E’ una storia parallela, la stessa ma da un’altra prospettiva e con un’altra profondità, quella che racconta Alpha Mike Foxtrot: Rare Tracks 1994-2014 (quattro CD, quattro stelle) splendido cofanetto con un booklet di 64 pagine abbinato all’antologia, What’s Your 20? Essential Tracks 1994-2014 (due CD, quattro stelle). I Wilco sono stati un frutto dell’idea della casualità, molto amata da Jeff Tweedy, perché essere estremi, essere spigolosi è (forse) più semplice, in una sola direzione, ma loro hanno allargato il concetto (e non sono stati in molti a farlo) e lo sono stati in tutti i sensi. Antichi e moderni. Acustici ed elettrici. Corporativi e indipendenti. Tristi e felici. Sono stati sospesi, in bilico, sul filo del rasoio, a lungo e per sempre, e l’apice, prima, dopo e durante Yankee Hotel Foxtrot, il disco che ha inaugurato il ventunesimo secolo, e a cui rimanda il titolo di questa raccolta di outtakes, ha rivelato la vera forza dei Wilco. Essere “random”, imprevedibili, eccentrici, rinnovabili, mutevoli. L’essenza del rock’n’roll.


Wilco 0,01: At The End Of The Century

A priori, bisogna dire la verità: di davvero inedito in Alpha Mike Foxtrot: Rare Tracks 1994-2014 non c’è un granché, ma almeno i Wilco hanno l’onore di non mettere insieme un disco di scarti e residui e scorie. Dicono con chiarezza che è una raccolta di brani rari, outtakes, demotape e altre invenzioni, tutto quello che è andato disperdendosi in vent’anni di vicissitudini e riunito sotto lo stesso tetto.
Per una curiosa coincidenza, la storia dei Wilco si allunga da quella delle Violent Femmes (non è un caso, trattandosi di due delle più innovative rock’n’roll band degli ultimi trent’anni). Frank Riley, che poi li porterà a suonare ovunque, era a Chicago proprio per fare un bilancio di metà anno con Gordon Gano e svolto il suo compito, aveva ben pensato di bersi una birra in santa pace. Saggia decisione perché sulla soglia dell’ultimo bar aperto, incontrò Jeff Tweedy con in mano i nastri di A. M. e, come ricorda nelle note di Alpha Mike Foxtrot: Rare Tracks 1994-2014, deve essere stato il primo a sentirli. Jeff Tweedy lo conosceva dai tempi degli Uncle Tupelo, con cui aveva incrociato il Dust Bowl con l’Hollywood Bowl (la felice definizione è di Bill Bentley, che scrive l’introduzione a Alpha Mike Foxtrot: Rare Tracks 1994-2014 e che ha seguito i Wilco nei palazzi dell’industria discografica).

Esercizio scritto =>
Rispondi alle seguenti domande basandoti sul testo fornito, una risposta per riga.
(a) Quanti CD compongono Alpha Mike Foxtrot: Rare Tracks 1994-2014?
(b) A quale disco rimanda il titolo di questa raccolta?
(c) Chi scrive l'introduzione a Alpha Mike Foxtrot: Rare Tracks 1994-2014?

Righe di dati =>
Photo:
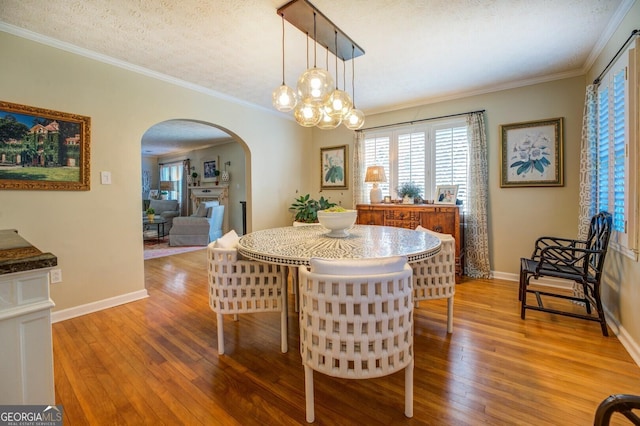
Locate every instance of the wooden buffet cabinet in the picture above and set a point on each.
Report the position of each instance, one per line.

Risultato qui sotto =>
(a) Quattro CD.
(b) A Yankee Hotel Foxtrot.
(c) Bill Bentley.